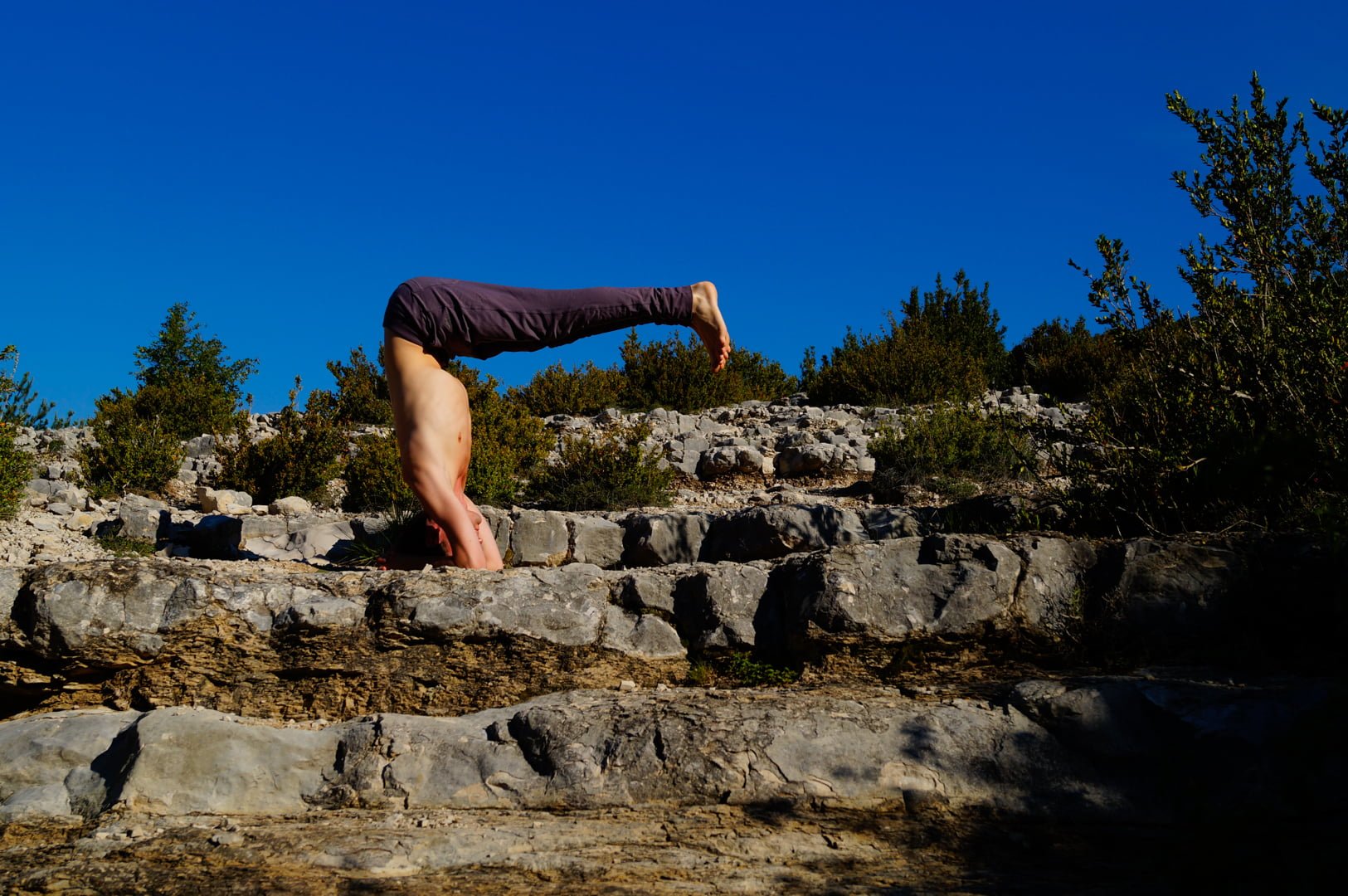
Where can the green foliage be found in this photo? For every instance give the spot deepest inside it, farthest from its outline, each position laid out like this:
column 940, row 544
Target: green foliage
column 606, row 473
column 187, row 380
column 123, row 546
column 1238, row 410
column 751, row 673
column 899, row 368
column 949, row 451
column 509, row 442
column 187, row 387
column 373, row 476
column 586, row 390
column 134, row 451
column 362, row 390
column 1067, row 363
column 15, row 469
column 17, row 397
column 675, row 375
column 960, row 319
column 298, row 460
column 947, row 348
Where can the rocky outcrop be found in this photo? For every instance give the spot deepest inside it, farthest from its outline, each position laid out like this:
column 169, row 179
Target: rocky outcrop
column 1054, row 749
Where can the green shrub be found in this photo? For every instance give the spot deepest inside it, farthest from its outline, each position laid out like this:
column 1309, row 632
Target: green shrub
column 17, row 397
column 299, row 460
column 951, row 451
column 1236, row 411
column 375, row 477
column 187, row 382
column 15, row 469
column 675, row 375
column 586, row 390
column 606, row 473
column 1067, row 363
column 897, row 369
column 509, row 442
column 947, row 348
column 362, row 390
column 134, row 451
column 751, row 673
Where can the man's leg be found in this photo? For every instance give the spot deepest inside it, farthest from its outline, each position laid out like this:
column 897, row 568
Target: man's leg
column 483, row 319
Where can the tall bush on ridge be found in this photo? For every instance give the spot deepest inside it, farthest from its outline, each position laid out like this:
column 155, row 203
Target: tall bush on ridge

**THE PROBLEM:**
Quote the entries above word for word, from the line containing "Where can the rocky" up to and including the final line of the entries.

**EXERCISE RESPONSE:**
Where can the rocky outcrop be found in this photo? For every instance give the spot deepest inside it, farthest from its outline, each position laid out like this:
column 169, row 179
Target: rocky outcrop
column 1054, row 749
Where can the green shrub be found in this photo? For every instance give the spot deepest inside it, farthest from its outline, each position laid out like this:
column 1309, row 632
Target: green shrub
column 17, row 397
column 299, row 460
column 951, row 451
column 1236, row 411
column 375, row 477
column 187, row 382
column 15, row 469
column 675, row 375
column 586, row 390
column 606, row 473
column 1067, row 363
column 897, row 369
column 509, row 442
column 947, row 348
column 362, row 390
column 134, row 451
column 751, row 673
Where can the man's leg be found in this photo? For every instance give the spot deepest inside it, farthest from its outline, each position laid out like this:
column 897, row 568
Target: man's leg
column 483, row 319
Where can the tall bush on ridge be found in this photo? For every instance give the spot deepest inside it, farthest from its outline, each position laid out like this:
column 155, row 203
Target: tall bush on ridge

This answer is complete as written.